* **Provided material**:
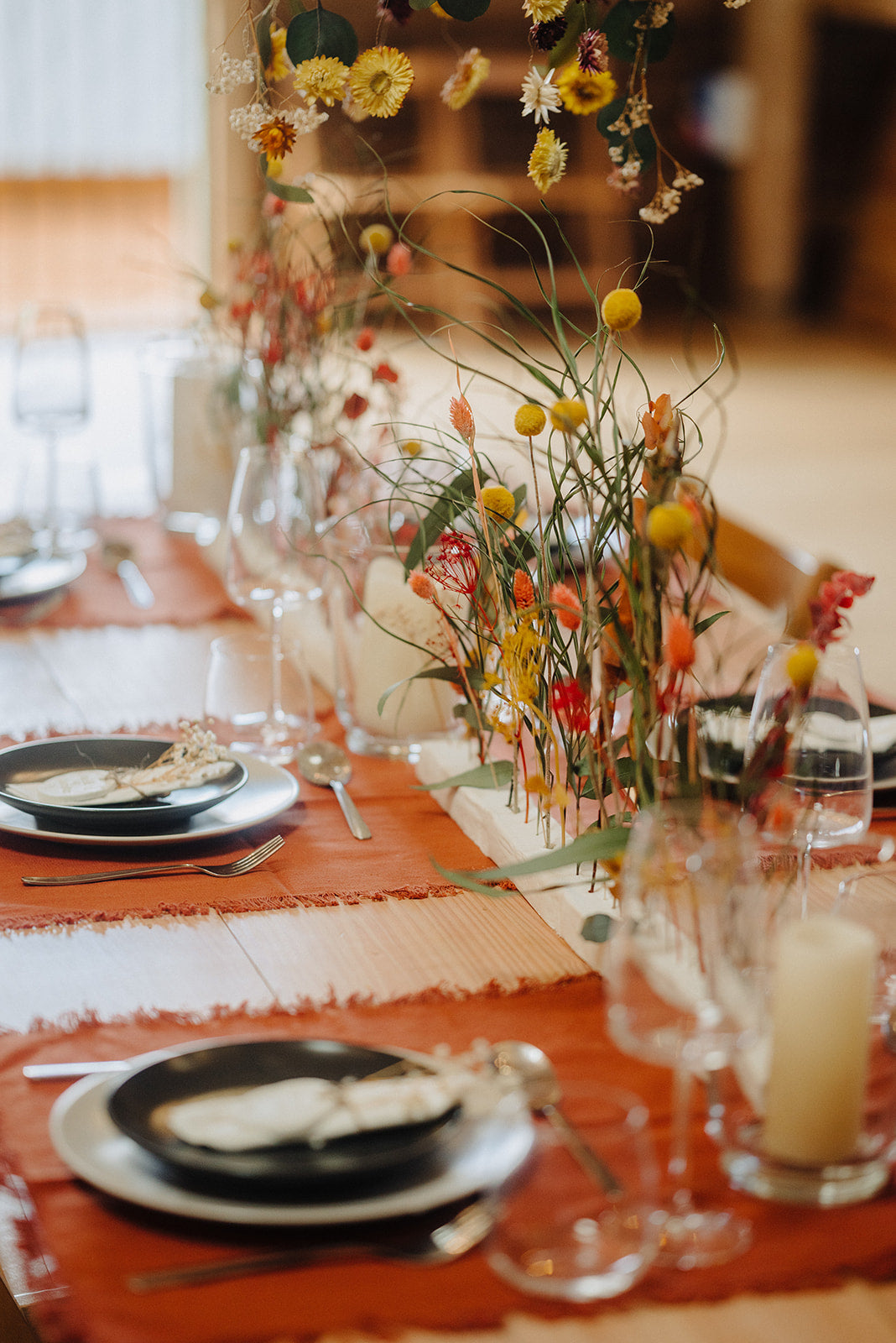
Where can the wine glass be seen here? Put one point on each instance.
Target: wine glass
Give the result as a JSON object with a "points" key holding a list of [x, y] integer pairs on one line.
{"points": [[824, 794], [685, 982], [51, 398], [273, 567]]}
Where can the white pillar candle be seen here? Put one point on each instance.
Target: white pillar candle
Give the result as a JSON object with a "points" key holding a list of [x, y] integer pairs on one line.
{"points": [[822, 990]]}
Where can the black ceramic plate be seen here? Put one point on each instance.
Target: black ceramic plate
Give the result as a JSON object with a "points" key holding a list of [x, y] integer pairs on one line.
{"points": [[137, 1105], [39, 759], [726, 752], [39, 577]]}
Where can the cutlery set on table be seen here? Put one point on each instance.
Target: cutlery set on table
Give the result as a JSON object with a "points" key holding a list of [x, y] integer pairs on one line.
{"points": [[334, 1150]]}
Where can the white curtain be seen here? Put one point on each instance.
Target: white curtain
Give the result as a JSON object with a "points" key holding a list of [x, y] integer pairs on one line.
{"points": [[101, 87]]}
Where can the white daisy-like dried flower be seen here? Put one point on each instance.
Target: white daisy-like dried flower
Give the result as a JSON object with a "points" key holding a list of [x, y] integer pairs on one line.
{"points": [[247, 121], [232, 73], [539, 96], [638, 111], [685, 180], [305, 120]]}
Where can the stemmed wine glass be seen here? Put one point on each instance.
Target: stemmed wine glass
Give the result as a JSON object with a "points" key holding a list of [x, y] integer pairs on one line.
{"points": [[51, 398], [273, 567], [685, 982], [824, 796]]}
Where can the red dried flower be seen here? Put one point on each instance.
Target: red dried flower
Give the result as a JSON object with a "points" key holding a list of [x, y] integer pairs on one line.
{"points": [[384, 374], [570, 705], [455, 564], [399, 259], [835, 597], [354, 406]]}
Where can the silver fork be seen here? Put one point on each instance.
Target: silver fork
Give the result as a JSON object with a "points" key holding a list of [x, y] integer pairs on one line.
{"points": [[224, 870], [439, 1246]]}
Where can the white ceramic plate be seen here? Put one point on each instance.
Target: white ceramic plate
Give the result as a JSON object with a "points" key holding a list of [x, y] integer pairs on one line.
{"points": [[267, 792], [40, 577], [56, 755], [483, 1152]]}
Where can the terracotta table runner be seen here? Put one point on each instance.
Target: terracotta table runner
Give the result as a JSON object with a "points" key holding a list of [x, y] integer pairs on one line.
{"points": [[185, 588], [320, 863], [98, 1241]]}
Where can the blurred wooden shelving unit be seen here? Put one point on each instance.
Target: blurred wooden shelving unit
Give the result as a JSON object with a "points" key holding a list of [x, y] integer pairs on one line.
{"points": [[459, 180]]}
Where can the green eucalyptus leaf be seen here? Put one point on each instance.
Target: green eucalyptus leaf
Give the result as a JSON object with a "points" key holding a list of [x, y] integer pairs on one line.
{"points": [[297, 195], [708, 621], [624, 37], [598, 927], [452, 501], [593, 846], [565, 49], [481, 776], [464, 10], [320, 34]]}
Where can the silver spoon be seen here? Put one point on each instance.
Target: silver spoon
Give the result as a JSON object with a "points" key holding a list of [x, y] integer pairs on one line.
{"points": [[534, 1072], [118, 557], [327, 766], [438, 1246]]}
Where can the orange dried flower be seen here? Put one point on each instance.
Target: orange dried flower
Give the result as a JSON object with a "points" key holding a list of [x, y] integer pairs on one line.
{"points": [[524, 588], [569, 609], [461, 418], [423, 586], [679, 644]]}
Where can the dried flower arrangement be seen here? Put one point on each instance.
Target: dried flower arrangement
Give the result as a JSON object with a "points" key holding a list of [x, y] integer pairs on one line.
{"points": [[585, 58]]}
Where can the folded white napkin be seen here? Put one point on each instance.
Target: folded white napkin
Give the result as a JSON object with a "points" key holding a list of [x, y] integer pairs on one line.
{"points": [[730, 729], [313, 1110]]}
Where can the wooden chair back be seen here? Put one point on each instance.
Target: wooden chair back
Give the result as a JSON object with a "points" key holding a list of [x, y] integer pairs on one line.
{"points": [[781, 579]]}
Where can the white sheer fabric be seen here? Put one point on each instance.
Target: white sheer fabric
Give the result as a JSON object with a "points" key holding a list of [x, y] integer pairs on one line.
{"points": [[101, 87]]}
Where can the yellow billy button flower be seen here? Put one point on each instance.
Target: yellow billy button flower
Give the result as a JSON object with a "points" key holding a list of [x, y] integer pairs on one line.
{"points": [[529, 421], [499, 501], [801, 665], [568, 415], [376, 238], [669, 525], [622, 309]]}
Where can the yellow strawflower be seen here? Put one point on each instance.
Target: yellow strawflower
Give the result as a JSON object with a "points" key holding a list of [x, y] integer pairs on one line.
{"points": [[376, 238], [669, 525], [622, 309], [529, 421], [499, 501], [324, 78], [380, 81], [548, 160], [801, 665], [568, 415]]}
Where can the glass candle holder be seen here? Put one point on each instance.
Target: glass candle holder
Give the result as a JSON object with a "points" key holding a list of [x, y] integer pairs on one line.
{"points": [[815, 1116]]}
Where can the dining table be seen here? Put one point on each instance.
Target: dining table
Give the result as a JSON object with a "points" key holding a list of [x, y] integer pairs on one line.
{"points": [[331, 939]]}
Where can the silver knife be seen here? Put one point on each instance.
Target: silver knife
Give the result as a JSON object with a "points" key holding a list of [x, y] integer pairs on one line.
{"points": [[117, 555]]}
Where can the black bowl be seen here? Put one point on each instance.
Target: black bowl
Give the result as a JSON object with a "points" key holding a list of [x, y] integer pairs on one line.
{"points": [[39, 759], [137, 1105]]}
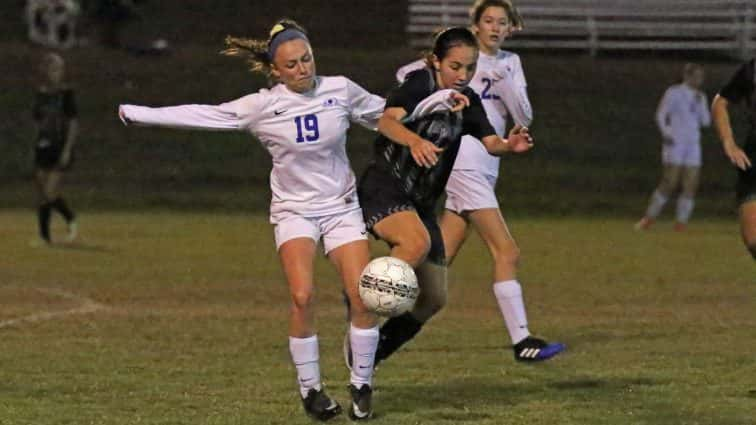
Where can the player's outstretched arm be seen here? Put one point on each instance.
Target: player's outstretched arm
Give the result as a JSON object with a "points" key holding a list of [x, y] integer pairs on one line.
{"points": [[198, 117], [722, 123], [519, 140]]}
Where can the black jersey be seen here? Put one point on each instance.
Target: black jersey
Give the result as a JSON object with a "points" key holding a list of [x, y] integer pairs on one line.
{"points": [[424, 186], [742, 89], [53, 111]]}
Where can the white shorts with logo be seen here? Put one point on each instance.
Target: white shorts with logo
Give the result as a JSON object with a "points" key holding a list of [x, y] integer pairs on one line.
{"points": [[469, 190], [683, 154], [335, 229]]}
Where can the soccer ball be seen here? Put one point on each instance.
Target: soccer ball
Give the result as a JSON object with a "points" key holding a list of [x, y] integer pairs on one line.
{"points": [[388, 286]]}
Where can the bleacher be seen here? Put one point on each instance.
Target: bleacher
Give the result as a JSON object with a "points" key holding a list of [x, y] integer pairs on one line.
{"points": [[594, 25]]}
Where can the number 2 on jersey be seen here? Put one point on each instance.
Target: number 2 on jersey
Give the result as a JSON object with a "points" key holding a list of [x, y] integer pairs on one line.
{"points": [[307, 128], [485, 94]]}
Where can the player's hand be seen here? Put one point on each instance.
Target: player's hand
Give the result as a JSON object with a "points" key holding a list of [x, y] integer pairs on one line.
{"points": [[519, 139], [122, 115], [459, 101], [737, 156], [425, 153]]}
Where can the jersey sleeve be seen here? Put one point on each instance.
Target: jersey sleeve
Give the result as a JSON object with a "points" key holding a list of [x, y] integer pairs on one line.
{"points": [[365, 108], [703, 110], [235, 115], [662, 113], [740, 85], [475, 122], [414, 89], [513, 91], [401, 73]]}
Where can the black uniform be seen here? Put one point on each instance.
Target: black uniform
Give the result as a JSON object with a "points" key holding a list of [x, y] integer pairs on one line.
{"points": [[742, 88], [53, 112], [394, 182]]}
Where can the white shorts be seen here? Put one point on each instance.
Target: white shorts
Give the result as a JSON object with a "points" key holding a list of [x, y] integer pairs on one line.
{"points": [[469, 190], [334, 229], [684, 154]]}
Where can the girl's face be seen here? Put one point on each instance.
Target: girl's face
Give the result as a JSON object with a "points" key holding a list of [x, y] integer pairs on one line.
{"points": [[294, 65], [457, 68], [493, 28], [696, 78]]}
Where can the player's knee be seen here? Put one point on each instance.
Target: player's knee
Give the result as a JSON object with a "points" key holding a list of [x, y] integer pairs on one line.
{"points": [[302, 298], [414, 248], [508, 256]]}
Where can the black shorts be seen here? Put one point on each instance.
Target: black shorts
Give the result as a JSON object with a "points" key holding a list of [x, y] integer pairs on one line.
{"points": [[47, 158], [381, 196], [746, 187]]}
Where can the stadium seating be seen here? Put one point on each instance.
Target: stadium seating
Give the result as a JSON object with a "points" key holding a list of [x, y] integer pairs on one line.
{"points": [[594, 25]]}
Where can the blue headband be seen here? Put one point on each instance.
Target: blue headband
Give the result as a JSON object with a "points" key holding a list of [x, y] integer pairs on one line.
{"points": [[283, 36]]}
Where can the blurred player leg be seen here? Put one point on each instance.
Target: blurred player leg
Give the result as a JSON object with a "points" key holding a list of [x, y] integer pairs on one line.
{"points": [[686, 200], [748, 225], [492, 228]]}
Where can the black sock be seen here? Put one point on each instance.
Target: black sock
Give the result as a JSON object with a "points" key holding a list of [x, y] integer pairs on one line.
{"points": [[43, 217], [394, 333], [60, 205]]}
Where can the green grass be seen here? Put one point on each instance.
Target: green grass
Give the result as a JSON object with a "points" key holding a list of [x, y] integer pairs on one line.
{"points": [[659, 327]]}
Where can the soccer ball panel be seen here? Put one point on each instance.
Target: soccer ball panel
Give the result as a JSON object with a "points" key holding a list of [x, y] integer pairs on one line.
{"points": [[388, 286]]}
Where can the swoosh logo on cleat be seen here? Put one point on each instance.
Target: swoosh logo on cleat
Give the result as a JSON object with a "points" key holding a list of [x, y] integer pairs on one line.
{"points": [[359, 413]]}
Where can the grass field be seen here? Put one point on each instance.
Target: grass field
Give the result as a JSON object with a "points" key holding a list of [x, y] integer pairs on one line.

* **Exercise aim**:
Go back to the data above and please quote exactly, and only, the lines from the line with "Where can the stadium" through its last line.

* **Task result**:
Where can the stadium seating be seen here? Put one point on each instance.
Target: stadium seating
Give the result as a JSON object with a "points" key holding a list of [x, y] integer pairs on one line.
{"points": [[594, 25]]}
Where can the blue headband be seen here? Put one point on each instance.
Target: blue headband
Give the result as a JSON object with a "points" key holding a list of [x, y] integer pairs on one line.
{"points": [[283, 36]]}
Where can the blurred player leg be seen here? Put one point on each instance.
Target: blurred player leg
Give the result as a JSON object with a "points" key holding a list of [x, y] integer pairs on one line.
{"points": [[686, 200], [748, 225], [492, 228]]}
Where can the black sock be seen here? Put one point on each instance.
Target: black sock
Give the result as a JSON object with a "points" key holding a list of [x, y] integer pairs on one line.
{"points": [[43, 217], [394, 333], [60, 205]]}
Where can the green grass be seen here? Put one point on each instance.
Target: green grass
Give the result as a JSON object with a "points" key holding a list of [x, y] integer pairs on one line.
{"points": [[659, 327]]}
Where can the soccer ball panel be seen here? Put one point on each instance.
Target: soccer ball panel
Give the result as a JSON object with a "points" key holding a list of [x, y] integer pairs on one line.
{"points": [[388, 286]]}
Where can the swoosh logo on cleat be seen here? Put one point on each instance.
Target: swoosh logo on cleat
Give the result as a JSON object with a "points" key holding a list of [x, y] integer pairs on one line.
{"points": [[359, 413]]}
Where can the grass field be seen here? Put one point on each instance.
Target: grass field
Give the result as a JSON object with a "points" key holding a list of [x, y] integer pairs on one line.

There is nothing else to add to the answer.